Una de las características más notables del barroco es su espíritu paradójico. Al barroco le encantaba construir oposiciones, hablar con exageraciones, parecer incoherente, mostrarse contradictorio.
Las más grandes contradicciones durante los siglos XVII y XVIII ocurrían cuando se mezclaban la vida cotidiana y las actitudes religiosas: Al desenfrenado y obsceno tiempo de carnestolendas o carnaval, le seguía el recogimiento y la oración en los días santos, que las más de las veces llegaba hasta la autoflagelación; las grandes obras que narraban las virtuosas y castas vidas de los santos, tenían su contraparte en las pequeñas obritas –o enormes, como es el caso del Quijote- que relataban las vidas de los llamados “pícaros” repletas de vagancias, obscenidades y descripciones grotescas.
Existe un capítulo en la historia de la Nueva Galicia que encarna este espíritu tan peculiar: el milagro de la Virgen de San Juan de los Lagos.
Según cuenta la tradición, en 1623 una familia de acróbatas –y con esto comienza la deliciosa contradicción- llegó al pueblo de San Juan, que por aquel entonces estaba casi despoblado, cuando iba de camino a Guadalajara. Venían de San Luis Potosí, por el Camino Real, y aunque su destino final era la capital del Occidente del reino, decidieron permanecer en dicho pueblo algunos días. Mientras ensayaban haciendo volantinas y brincos sobre espadas enterradas en el piso, una de las pequeñas hijas tropezó y murió al ser atravesada por una (¿o varias?) de las espadas.
Esta primera parte de la historia es la que corresponde a la vida cotidiana, a lo terrenal, a lo mundano y grotesco. Imaginemos la caravana de los acróbatas, los actos que representaban y la gran cantidad de público que seguramente asistía a admirar sus volantinas. Una familia errante, digna de cualquier historia fantástica. Imaginemos también el cuerpo de la niña atravesado por las espadas, con esa imaginación barroca a la que le gustaba tanto la sangre y disfrutaba con historias que ahora nos pueden parecer demasiado escabrosas, como las vidas de los mártires que eran narradas con el máximo detalle. En fin, la escena es: una niña cirquera atravesada por una espada, en un charco de sangre.

------------------------------------------------------------

### [Tu tarea]
¿Puedes copiar el pasaje del texto sobre el barroco que abre con las palabras "Según cuenta la" y cierra con "de las espadas.", cambiando "espadas" por "lanzas"? Los datos no tienen ninguna relación con el texto sobre el barroco.

------------------------------------------------------------

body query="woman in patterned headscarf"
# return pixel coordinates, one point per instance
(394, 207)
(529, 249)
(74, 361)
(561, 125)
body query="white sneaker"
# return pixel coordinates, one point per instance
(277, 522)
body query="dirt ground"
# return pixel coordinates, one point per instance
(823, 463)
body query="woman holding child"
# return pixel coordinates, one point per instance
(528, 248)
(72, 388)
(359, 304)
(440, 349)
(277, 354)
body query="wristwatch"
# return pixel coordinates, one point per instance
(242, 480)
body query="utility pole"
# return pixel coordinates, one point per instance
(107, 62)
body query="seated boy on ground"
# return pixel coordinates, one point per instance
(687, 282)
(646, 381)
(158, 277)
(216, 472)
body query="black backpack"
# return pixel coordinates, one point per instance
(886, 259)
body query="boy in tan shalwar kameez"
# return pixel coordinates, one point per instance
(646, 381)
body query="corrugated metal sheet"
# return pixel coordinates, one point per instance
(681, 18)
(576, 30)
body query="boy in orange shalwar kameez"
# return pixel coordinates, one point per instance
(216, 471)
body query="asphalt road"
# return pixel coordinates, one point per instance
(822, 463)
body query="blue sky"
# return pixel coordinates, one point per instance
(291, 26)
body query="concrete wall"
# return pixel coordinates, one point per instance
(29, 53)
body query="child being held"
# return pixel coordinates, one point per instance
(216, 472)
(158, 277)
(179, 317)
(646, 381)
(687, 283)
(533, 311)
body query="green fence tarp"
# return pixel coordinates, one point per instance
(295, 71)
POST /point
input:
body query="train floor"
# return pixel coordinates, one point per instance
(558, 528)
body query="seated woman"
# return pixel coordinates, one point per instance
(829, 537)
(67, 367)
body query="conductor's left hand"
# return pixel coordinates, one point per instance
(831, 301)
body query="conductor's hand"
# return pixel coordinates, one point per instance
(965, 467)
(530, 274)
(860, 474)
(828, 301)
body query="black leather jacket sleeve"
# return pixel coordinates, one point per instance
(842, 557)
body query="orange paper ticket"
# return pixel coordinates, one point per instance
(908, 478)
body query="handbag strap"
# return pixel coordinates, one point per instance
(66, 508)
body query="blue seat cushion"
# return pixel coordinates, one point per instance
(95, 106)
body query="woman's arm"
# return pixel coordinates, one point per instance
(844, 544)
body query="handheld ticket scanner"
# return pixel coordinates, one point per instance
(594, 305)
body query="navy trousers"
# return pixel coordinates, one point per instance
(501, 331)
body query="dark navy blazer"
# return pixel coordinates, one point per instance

------------------------------------------------------------

### [Respuesta escrita]
Según cuenta la tradición, en 1623 una familia de acróbatas –y con esto comienza la deliciosa contradicción- llegó al pueblo de San Juan, que por aquel entonces estaba casi despoblado, cuando iba de camino a Guadalajara. Venían de San Luis Potosí, por el Camino Real, y aunque su destino final era la capital del Occidente del reino, decidieron permanecer en dicho pueblo algunos días. Mientras ensayaban haciendo volantinas y brincos sobre lanzas enterradas en el piso, una de las pequeñas hijas tropezó y murió al ser atravesada por una (¿o varias?) de las lanzas.